- Problem description
Go through the listing and copy every line word for word.

___

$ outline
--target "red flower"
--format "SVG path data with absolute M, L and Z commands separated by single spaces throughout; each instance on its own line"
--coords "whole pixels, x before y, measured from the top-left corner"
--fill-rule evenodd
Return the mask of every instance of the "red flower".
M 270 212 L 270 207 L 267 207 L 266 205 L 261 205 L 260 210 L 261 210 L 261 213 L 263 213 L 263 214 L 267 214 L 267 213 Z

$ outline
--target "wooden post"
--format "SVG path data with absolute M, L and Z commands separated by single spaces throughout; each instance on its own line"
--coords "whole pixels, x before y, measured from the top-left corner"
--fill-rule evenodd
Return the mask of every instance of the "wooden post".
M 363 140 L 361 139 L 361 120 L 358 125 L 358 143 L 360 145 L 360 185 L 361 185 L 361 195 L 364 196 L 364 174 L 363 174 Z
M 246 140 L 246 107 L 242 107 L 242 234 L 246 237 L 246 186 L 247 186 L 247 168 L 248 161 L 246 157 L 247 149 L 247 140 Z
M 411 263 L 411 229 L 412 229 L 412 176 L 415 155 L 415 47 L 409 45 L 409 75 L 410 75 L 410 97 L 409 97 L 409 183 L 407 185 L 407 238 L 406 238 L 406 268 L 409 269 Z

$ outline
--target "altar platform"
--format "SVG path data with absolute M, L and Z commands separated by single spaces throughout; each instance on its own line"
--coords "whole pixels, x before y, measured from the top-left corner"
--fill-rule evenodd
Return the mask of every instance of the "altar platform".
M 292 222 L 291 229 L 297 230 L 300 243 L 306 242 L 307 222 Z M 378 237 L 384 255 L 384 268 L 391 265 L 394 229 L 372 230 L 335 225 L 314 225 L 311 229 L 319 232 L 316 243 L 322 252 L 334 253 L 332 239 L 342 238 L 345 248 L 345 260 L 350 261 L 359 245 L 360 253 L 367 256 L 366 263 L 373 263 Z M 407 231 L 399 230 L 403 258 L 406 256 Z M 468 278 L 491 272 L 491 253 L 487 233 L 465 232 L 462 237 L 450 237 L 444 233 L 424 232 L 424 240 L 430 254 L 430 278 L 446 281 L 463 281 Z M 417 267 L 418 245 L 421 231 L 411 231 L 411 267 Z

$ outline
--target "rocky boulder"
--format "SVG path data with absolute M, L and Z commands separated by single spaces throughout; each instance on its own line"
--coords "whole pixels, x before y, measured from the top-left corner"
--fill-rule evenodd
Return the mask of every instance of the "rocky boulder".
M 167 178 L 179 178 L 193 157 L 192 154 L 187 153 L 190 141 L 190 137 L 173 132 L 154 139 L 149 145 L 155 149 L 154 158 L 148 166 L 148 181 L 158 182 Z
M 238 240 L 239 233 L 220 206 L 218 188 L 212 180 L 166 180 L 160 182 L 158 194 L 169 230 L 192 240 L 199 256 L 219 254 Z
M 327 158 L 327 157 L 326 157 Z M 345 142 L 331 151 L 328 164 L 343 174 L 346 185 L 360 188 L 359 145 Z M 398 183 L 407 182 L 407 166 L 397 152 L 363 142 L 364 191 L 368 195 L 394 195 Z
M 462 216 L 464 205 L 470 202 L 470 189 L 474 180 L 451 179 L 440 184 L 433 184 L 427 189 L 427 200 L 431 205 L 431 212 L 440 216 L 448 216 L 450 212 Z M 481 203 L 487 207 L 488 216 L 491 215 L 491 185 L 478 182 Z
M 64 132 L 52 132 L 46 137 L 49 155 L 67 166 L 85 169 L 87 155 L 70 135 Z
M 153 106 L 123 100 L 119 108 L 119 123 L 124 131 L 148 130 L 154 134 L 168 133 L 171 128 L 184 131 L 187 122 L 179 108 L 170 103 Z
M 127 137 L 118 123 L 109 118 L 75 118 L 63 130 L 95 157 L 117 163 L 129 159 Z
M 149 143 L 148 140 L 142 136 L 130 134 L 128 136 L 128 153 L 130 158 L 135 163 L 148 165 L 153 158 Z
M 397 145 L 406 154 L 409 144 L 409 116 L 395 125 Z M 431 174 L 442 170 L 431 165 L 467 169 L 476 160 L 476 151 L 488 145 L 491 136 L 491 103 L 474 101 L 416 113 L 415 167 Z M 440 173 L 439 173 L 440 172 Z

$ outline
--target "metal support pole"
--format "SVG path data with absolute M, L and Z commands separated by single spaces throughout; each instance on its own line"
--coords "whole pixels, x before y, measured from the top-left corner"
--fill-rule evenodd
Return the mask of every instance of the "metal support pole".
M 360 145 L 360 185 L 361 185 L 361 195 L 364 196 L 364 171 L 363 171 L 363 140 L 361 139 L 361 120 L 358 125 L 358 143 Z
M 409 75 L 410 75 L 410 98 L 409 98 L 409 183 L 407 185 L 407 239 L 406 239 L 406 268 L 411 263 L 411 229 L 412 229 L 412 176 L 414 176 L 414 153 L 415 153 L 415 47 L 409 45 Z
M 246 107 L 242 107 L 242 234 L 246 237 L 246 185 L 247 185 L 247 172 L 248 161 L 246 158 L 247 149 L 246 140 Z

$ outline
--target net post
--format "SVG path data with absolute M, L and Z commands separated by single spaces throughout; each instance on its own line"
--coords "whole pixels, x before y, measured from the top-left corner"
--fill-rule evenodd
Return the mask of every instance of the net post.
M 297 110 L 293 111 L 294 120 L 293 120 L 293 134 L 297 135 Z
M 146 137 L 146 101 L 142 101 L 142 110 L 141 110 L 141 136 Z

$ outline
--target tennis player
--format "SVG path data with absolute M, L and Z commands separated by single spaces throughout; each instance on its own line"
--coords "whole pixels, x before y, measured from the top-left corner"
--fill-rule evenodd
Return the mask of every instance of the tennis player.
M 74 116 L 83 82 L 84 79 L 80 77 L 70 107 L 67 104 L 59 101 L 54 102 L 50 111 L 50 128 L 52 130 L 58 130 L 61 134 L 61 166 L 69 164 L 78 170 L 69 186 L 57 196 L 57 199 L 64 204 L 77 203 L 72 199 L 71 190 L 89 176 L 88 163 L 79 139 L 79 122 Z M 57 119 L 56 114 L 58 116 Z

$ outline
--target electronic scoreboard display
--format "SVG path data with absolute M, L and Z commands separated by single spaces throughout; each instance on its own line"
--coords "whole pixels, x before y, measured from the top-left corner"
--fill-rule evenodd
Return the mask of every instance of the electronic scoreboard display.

___

- Answer
$ outline
--target "red flower"
--format "SVG path data with absolute M, L and Z commands separated by single spaces throughout; each instance on its own line"
--coords "whole pixels, x before y, measured from the top-left corner"
--fill-rule evenodd
Return the mask of every instance of the "red flower".
M 270 212 L 270 207 L 267 207 L 266 205 L 261 205 L 260 210 L 261 210 L 261 213 L 263 213 L 263 214 L 267 214 L 267 213 Z

$ outline
--target "wooden post"
--format "SVG path data with absolute M, L and Z commands separated by single spaces throughout; each instance on its own line"
--coords "whole pixels, x before y, measured from the top-left corner"
--fill-rule evenodd
Return the mask of every instance of the "wooden post".
M 363 140 L 361 139 L 361 120 L 358 125 L 358 143 L 360 145 L 360 185 L 361 185 L 361 195 L 364 196 L 364 174 L 363 174 Z
M 246 140 L 246 107 L 242 107 L 242 234 L 246 237 L 246 186 L 247 186 L 247 168 L 248 161 L 246 157 L 247 149 L 247 140 Z
M 411 263 L 411 229 L 412 229 L 412 176 L 415 155 L 415 47 L 409 45 L 409 75 L 410 75 L 410 97 L 409 97 L 409 183 L 407 185 L 407 238 L 406 238 L 406 268 L 409 269 Z

$ outline
--target "altar platform"
--format "SVG path data with absolute M, L and Z commands separated by single spaces throughout; each instance on its own line"
--coords "whole pixels, x before y, measured from the top-left corner"
--fill-rule evenodd
Return the mask of every instance of the "altar platform".
M 292 222 L 291 229 L 297 230 L 300 243 L 306 242 L 307 222 Z M 378 237 L 384 255 L 384 268 L 391 265 L 394 229 L 372 230 L 335 225 L 314 225 L 311 229 L 319 232 L 316 243 L 322 252 L 334 253 L 332 239 L 342 238 L 345 248 L 345 260 L 350 261 L 359 245 L 360 253 L 367 256 L 366 263 L 373 263 Z M 407 231 L 399 230 L 403 258 L 406 256 Z M 468 278 L 491 272 L 491 253 L 487 233 L 465 232 L 462 237 L 450 237 L 444 233 L 424 232 L 424 240 L 430 254 L 430 278 L 446 281 L 463 281 Z M 417 267 L 418 245 L 421 231 L 411 231 L 411 267 Z

$ outline
--target "rocky boulder"
--format "SVG path data with absolute M, L and Z commands separated by single spaces throughout; each instance on its own line"
--coords "whole pixels, x before y, measured from the top-left corner"
--fill-rule evenodd
Return the mask of every instance of the "rocky boulder".
M 167 178 L 179 178 L 193 157 L 192 154 L 187 153 L 190 141 L 190 137 L 173 132 L 154 139 L 149 145 L 155 149 L 154 158 L 148 166 L 148 181 L 158 182 Z
M 238 240 L 239 233 L 220 206 L 218 188 L 212 180 L 166 180 L 160 182 L 158 194 L 169 230 L 192 240 L 199 256 L 219 254 Z
M 327 158 L 327 157 L 326 157 Z M 345 142 L 331 151 L 328 164 L 343 174 L 346 185 L 360 188 L 359 145 Z M 398 183 L 407 182 L 407 166 L 397 152 L 363 142 L 364 191 L 368 195 L 394 195 Z
M 462 216 L 464 205 L 470 202 L 470 189 L 474 180 L 451 179 L 440 184 L 433 184 L 427 189 L 427 200 L 431 205 L 431 212 L 440 216 L 448 216 L 450 212 Z M 481 203 L 487 207 L 488 216 L 491 215 L 491 185 L 478 182 Z
M 64 132 L 52 132 L 46 137 L 49 155 L 67 166 L 85 169 L 87 155 L 70 135 Z
M 153 106 L 123 100 L 119 108 L 119 123 L 124 131 L 148 130 L 154 134 L 168 133 L 171 128 L 184 131 L 187 122 L 179 108 L 170 103 Z
M 127 137 L 118 123 L 109 118 L 75 118 L 63 130 L 95 157 L 117 163 L 129 159 Z
M 149 143 L 148 140 L 142 136 L 130 134 L 128 136 L 128 153 L 130 158 L 135 163 L 148 165 L 153 158 Z
M 397 145 L 406 154 L 409 144 L 409 116 L 395 125 Z M 431 174 L 442 170 L 431 165 L 467 169 L 476 160 L 476 151 L 488 145 L 491 136 L 491 103 L 474 101 L 416 113 L 415 167 Z M 440 173 L 439 173 L 440 172 Z

$ outline
--target "metal support pole"
--format "SVG path data with absolute M, L and Z commands separated by single spaces throughout; each instance on its own line"
--coords "whole pixels, x before y, measured from the top-left corner"
--fill-rule evenodd
Return the mask of every instance of the "metal support pole".
M 360 145 L 360 185 L 361 185 L 361 195 L 364 196 L 364 171 L 363 171 L 363 140 L 361 139 L 361 120 L 358 125 L 358 143 Z
M 409 75 L 410 75 L 410 98 L 409 98 L 409 183 L 407 185 L 407 239 L 406 239 L 406 268 L 411 263 L 411 229 L 412 229 L 412 176 L 414 176 L 414 153 L 415 153 L 415 47 L 409 45 Z
M 246 107 L 242 107 L 242 234 L 246 237 L 246 185 L 247 185 L 247 172 L 248 161 L 246 158 L 247 149 L 246 140 Z

$ outline
--target net post
--format "SVG path data with absolute M, L and Z commands separated by single spaces throughout; each instance on its own line"
--coords "whole pixels, x before y, measured from the top-left corner"
--fill-rule evenodd
Return the mask of every instance of the net post.
M 297 110 L 293 111 L 294 120 L 293 120 L 293 134 L 297 135 Z
M 146 137 L 146 101 L 142 101 L 142 110 L 141 110 L 141 136 Z

$ outline
--target tennis player
--format "SVG path data with absolute M, L and Z commands separated by single spaces throughout; each instance on its own line"
--coords "whole pixels, x before y, measured from the top-left corner"
--fill-rule evenodd
Return the mask of every instance of the tennis player.
M 74 116 L 83 82 L 84 79 L 80 77 L 70 107 L 67 104 L 59 101 L 54 102 L 50 111 L 50 128 L 52 130 L 58 130 L 61 134 L 61 166 L 69 164 L 78 170 L 69 186 L 57 196 L 57 199 L 64 204 L 77 203 L 72 199 L 71 190 L 89 176 L 88 163 L 79 139 L 79 122 Z M 57 119 L 56 114 L 58 116 Z

$ outline
--target electronic scoreboard display
--format "SVG path data with absolute M, L and Z commands separated by single spaces throughout; each instance on its own line"
--coords "whole pixels, x before y, measured from the top-left corner"
--fill-rule evenodd
Return the mask of every instance of the electronic scoreboard display.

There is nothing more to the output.